List of tasks:
**1)** Decide whether each statement below agrees with the passage on self-compassion. For each, answer yes or no and quote the words of the passage that decide it. (a) The passage names three major components of self-compassion. (b) The passage says harsh self-talk can lead us to assume others judge us less harshly than we judge ourselves. (c) According to the passage, the second component of self-compassion is acknowledging that suffering is present.
**2)** Output the passage on self-compassion from "Now imagine a" up to and including "words of encouragement.".

Text for analysis:
The last time you encountered difficulty or suffering, felt anxious or depressed, or something didn’t go according to expectations, how did you talk to yourself? Maybe you didn’t actually say anything aloud. Maybe you did. What did you say or think? What was the tone? How did your way of talking to yourself impact your mood? For many of us, our default way of talking to ourselves is harsh, overly critical, judgmental, and punitive: “I’m never good enough.” “I’m such an idiot.” “I don’t deserve to be happy.” Talking to ourselves this way certainly has a negative impact on our mood, resulting in an increase of feelings of anxiety and/or depression. This, in turn, can impact our behaviors. We may stop trying to reach a goal or even punish ourselves. We may assume that others are judging us as harshly as we are judging ourselves.

Now imagine a good friend being in a similar situation. What would you say to your friend? What would your tone be like? How do you imagine your words would impact your friend’s mood? What do you wish for your friend? Perhaps you would offer a hug or some words of encouragement.

What differences do you notice between how you talk to yourself and how you talk to your friend? How might your life change if you regularly talked to yourself with the same kindness that you would offer a friend? This practice is called self-compassion. Dr. Kristin Neff, a leading researcher of self-compassion, explains self-compassion like this: “With self-compassion, we give ourselves the same kindness and care we’d give to a good friend.”

There are three major components of self-compassion. The first is acknowledging that suffering is present. This means being mindful of that difficult moment. This may look like saying, “This is hard for me right now.” The second is remembering that suffering is a part of life and is part of our shared human experience. In other words, “I’m not alone in my suffering.” The third part is to gently say, “May I be kind to myself in this moment.” The third part includes being mindfully aware of what emotions are present and being an observer of those emotions. Acknowledge the thoughts and feelings while remembering that they don’t define you. Think of what you need in that moment of suffering to help you through.

Dataset records:
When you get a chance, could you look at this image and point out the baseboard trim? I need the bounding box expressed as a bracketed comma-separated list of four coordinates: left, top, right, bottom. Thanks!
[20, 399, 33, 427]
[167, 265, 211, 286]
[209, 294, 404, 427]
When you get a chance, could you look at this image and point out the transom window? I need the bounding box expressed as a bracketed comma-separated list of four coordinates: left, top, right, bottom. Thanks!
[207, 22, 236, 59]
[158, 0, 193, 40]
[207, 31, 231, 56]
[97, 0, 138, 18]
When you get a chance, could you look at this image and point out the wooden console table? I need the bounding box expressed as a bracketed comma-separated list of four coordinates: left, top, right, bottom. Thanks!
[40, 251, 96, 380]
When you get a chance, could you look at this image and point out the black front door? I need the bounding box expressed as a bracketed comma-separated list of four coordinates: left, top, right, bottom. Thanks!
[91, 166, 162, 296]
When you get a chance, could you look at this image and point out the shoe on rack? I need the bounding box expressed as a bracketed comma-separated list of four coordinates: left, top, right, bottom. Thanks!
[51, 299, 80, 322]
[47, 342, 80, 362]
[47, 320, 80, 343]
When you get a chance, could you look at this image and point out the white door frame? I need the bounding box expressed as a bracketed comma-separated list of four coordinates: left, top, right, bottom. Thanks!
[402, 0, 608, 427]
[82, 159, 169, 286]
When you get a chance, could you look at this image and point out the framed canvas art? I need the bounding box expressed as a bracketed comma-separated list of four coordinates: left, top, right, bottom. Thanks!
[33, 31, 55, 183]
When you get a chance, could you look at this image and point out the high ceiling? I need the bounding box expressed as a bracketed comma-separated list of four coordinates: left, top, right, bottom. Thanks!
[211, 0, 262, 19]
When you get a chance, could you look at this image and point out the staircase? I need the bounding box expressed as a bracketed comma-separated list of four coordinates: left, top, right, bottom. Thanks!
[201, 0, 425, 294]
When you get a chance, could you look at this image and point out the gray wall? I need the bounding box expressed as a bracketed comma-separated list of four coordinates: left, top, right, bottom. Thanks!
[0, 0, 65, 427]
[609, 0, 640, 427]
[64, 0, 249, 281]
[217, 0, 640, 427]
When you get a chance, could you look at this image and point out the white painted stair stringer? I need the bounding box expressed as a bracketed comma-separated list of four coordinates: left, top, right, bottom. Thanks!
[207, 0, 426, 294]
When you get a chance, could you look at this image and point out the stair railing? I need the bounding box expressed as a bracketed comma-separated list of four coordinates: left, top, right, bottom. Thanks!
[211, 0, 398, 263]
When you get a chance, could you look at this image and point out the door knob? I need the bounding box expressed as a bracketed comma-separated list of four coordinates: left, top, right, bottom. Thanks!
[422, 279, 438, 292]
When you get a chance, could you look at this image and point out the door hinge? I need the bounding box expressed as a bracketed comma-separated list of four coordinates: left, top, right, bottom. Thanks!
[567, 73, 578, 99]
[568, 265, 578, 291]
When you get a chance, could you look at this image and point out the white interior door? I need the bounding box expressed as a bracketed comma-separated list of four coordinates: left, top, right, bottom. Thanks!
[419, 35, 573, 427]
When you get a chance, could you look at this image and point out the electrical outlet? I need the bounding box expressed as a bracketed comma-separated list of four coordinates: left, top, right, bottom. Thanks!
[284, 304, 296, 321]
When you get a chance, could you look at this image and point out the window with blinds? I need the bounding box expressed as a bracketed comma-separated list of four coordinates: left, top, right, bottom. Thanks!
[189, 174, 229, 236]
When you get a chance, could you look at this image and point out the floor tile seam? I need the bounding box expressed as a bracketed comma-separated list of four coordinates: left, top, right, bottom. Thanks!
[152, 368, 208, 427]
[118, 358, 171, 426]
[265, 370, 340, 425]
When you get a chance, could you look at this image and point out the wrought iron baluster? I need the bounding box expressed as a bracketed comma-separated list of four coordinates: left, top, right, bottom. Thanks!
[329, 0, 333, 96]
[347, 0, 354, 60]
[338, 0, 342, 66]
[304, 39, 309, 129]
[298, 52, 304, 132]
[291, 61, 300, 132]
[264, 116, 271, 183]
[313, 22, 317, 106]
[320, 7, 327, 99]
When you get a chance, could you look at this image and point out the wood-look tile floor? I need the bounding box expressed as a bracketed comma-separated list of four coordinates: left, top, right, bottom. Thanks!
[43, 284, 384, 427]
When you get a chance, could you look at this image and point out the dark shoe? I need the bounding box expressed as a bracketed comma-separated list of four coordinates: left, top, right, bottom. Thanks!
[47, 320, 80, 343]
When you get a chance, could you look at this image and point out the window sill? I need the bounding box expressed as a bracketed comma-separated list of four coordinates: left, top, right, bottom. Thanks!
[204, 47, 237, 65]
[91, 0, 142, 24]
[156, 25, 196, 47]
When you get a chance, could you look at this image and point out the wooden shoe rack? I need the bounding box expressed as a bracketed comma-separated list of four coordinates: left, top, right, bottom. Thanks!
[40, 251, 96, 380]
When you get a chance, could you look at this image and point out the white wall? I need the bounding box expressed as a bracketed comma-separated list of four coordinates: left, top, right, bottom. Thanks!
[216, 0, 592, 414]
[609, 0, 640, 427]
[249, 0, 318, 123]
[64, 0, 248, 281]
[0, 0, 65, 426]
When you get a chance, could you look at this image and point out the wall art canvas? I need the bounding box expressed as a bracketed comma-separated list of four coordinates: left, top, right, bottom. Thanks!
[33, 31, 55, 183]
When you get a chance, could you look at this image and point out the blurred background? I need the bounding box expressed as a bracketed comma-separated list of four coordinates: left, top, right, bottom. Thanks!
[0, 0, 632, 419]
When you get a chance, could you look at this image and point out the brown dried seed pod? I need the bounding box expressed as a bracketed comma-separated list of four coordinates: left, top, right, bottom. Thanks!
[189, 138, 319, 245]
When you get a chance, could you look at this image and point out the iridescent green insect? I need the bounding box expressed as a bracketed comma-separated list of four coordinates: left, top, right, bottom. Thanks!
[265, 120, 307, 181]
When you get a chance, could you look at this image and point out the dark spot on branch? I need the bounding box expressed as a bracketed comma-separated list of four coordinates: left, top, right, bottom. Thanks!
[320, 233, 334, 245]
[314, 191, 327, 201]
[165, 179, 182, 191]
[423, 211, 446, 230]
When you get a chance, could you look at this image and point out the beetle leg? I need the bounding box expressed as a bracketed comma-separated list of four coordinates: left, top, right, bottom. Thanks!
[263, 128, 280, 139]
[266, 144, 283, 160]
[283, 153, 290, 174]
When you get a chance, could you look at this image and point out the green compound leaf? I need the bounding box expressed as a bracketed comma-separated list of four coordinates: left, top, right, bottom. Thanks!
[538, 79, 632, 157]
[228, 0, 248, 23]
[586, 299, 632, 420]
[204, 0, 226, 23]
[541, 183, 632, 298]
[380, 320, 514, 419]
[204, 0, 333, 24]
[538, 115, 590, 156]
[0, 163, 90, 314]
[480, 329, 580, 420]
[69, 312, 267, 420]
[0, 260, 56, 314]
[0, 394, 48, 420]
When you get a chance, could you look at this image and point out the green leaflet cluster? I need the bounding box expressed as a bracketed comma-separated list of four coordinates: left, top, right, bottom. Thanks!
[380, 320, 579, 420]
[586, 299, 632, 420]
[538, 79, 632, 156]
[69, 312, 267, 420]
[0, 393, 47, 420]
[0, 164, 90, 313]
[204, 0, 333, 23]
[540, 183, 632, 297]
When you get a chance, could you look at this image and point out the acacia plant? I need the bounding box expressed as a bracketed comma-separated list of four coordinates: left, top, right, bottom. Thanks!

Responses:
**1)**
(a) Yes: "There are three major components of self-compassion."
(b) No: "We may assume that others are judging us as harshly as we are judging ourselves."
(c) No: "The first is acknowledging that suffering is present."

**2)**
Now imagine a good friend being in a similar situation. What would you say to your friend? What would your tone be like? How do you imagine your words would impact your friend’s mood? What do you wish for your friend? Perhaps you would offer a hug or some words of encouragement.